GIVEN INSTRUCTION — Please write out every line of the records below again, requests included, and shift each bounding-box coordinate in the answers up by 125.

Dataset extracts with box labels —
>>>>

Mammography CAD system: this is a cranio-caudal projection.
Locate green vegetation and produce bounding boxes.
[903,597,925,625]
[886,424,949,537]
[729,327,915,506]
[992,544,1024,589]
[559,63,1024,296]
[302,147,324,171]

<<<<

FINAL RESULT —
Mammography CAD system: this is a cranio-caudal projection.
Locate green vegetation and produce bounding boxes.
[1028,722,1050,750]
[1011,549,1074,662]
[854,452,1040,631]
[1117,669,1149,714]
[684,188,1149,421]
[427,272,449,296]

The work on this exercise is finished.